Genome of an Arctic bacteria reveal about their survival strategy

Scientists from University of Bristol revealed an Arctic microbe that can able to survive extremes of cold temperature. Researchers at Bristol Glaciology Centre sequenced the genome of the bacterium called Phormidesmis priestleyi which is a cyanobacteria a kind of photosynthetic microorganism.

The research was published recently in the journal BMC Genomics.

This new study can explain how these tiny creatures capable to survive extreme temperatures. Places like arctic, Antarctic and at high altitudes plants can not able to survive but this cyanobacteria living in such an extreme place and preparing their own food with the simple sources of sunlight, sugars, carbon dioxide and water.

In Greenland, this Phormidesmis priestleyi form cryoconite holes on ice sheets. This kind of holes can be seen on vast areas covered with ice. The bacterium serves to be an important environmental engineer for ecosystem over glaciers and ice caps.

Leading author of the paper, Nathan Chrismas who is a PhD student at Bristol Glaciology Centre said to Phys dot org, "Many cold adapted organisms, or psychrophiles, have distinct signatures in their genomes related to how they are adapted to survival in the cold. By isolating and sequencing its genome of Phormidesmis priestleyi, we could look for distinctive signatures at the genome level. We found its genome is similar to related organisms from much warmer environments. This new genome suggests that Phormidesmis priestleyi mainly survives in cold environments by producing a special protective coating made from sugars."
■ ■ ■ ■ ■
#### TASK DETAILS
Copy from the article on the Arctic bacterium the stretch that begins at the words "Genome of an" and stops after "journal BMC Genomics.", keeping every word and mark unchanged. The material has no connection to the article on the Arctic bacterium.

#### SUPPLIED MATERIAL
■ ■ ■ ■ ■
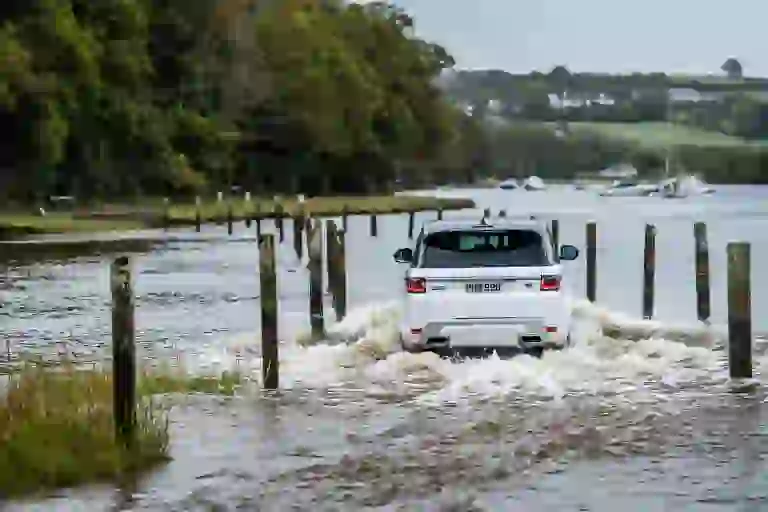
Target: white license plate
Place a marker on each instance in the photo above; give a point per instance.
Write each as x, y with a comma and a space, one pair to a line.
483, 287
■ ■ ■ ■ ■
#### ANSWER TO THE PROBLEM
Genome of an Arctic bacteria reveal about their survival strategy

Scientists from University of Bristol revealed an Arctic microbe that can able to survive extremes of cold temperature. Researchers at Bristol Glaciology Centre sequenced the genome of the bacterium called Phormidesmis priestleyi which is a cyanobacteria a kind of photosynthetic microorganism.

The research was published recently in the journal BMC Genomics.